Document excerpt:
Duty of Candor to Disclose Inter Partes Review: The Gauntlet Has Been Thrown Down

On May 2, 2014, the Eastern District of Virginia held that attorneys must inform the Court of any pending Inter Partes Review (IPR) regarding patents asserted in litigation. Failure to do so may violate the general duty of candor and good faith to the Court.

On May 2, 2014, the Eastern District of Virginia1 held that attorneys must inform the Court of any pending Inter Partes Review (IPR) regarding patents asserted in litigation. Failure to do so may violate the general duty of candor and good faith to the Court.

The case involves five related patents regarding aspects of “viewing multimedia content on the small screens of mobile terminals.”2

While its motion for summary judgment of invalidity was pending, defendant Samsung filed a request for an IPR before the US Patent and Trademark Office (PTO) challenging the validity of the patents-in-suit. But nobody alerted the Court to the parallel PTO proceeding. The Court then granted, in part, and denied, in part, Samsung’s motion for summary judgment. Unhappy with the result, the plaintiff patentee filed a motion for reconsideration, informing the Court for the first time of the parallel proceeding.

Once it found out about the IPR, the Court devoted more than 20 pages of its opinion to the issue of an attorney’s duty of candor. The Court noted that an attorney’s general duty of candor requires him to disclose IPR proceedings.

Information provided:
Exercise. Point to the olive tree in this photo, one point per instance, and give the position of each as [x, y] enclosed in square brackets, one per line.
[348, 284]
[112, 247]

Tasks to carry out:
**1)** Answer these questions about the article on the duty of candor to disclose inter partes review:
(a) On what date did the court issue the holding described?
(b) How many related patents does the case involve?
(c) How many pages of its opinion did the Court devote to an attorney's duty of candor?
**2)** Continue the article on the duty of candor to disclose inter partes review, picking up after its final sentence.
The data plays no part in what is asked here.

Outputs:
**1)**
(a) May 2, 2014.
(b) Five.
(c) More than 20 pages.

**2)**
The Court explained that “[i]n addition to the [Virginia Rules of Professional Conduct] Rule 3.3 duty of candor, there is also a broader general duty of candor and good faith that encompasses an attorney’s duty to advise a district court of any development that may affect the outcome of the litigation.”3 The general duty of candor is a “continuing duty to inform the Court of any development which may conceivably affect the outcome of litigation.”4 The Court reasoned that the IPR proceeding was a development that could impact the outcome of the litigation. Thus, “[t]he parties should have notified [the] Court of the IPR petition as soon as it was filed.”5 Failure to alert the Court of the IPR proceeding was “a glaring omission,” and a failure by counsel “to comply with their general duty of candor and good faith.”6

Despite the lengthy admonishment, there was no formal reprimand. Instead, the Court cautioned that “the issuance of [the o]pinion is more than sufficient to place all patent practitioners on notice that future failures to disclose to the Court any concurrent inter partes review proceedings will be met with far sharper consequences.”7

Prudent attorneys should disclose any related PTO proceeding that may affect the outcome of the litigation as soon as possible. If you have questions, please contact Janine A. Carlan, Taniel E. Anderson, or the Arent Fox professional who handles your matters.
 


1 Virginia Innovation Sciences, Inc. v. Samsung Electronics Co., Ltd., 2:12CV548, 2014 WL 1775573 (E.D. Va. May 2, 2014).

2 Id. at *1.

3 Id. at *5.

4 Id.

5 Id. at *10.

6 Id.

7 Id.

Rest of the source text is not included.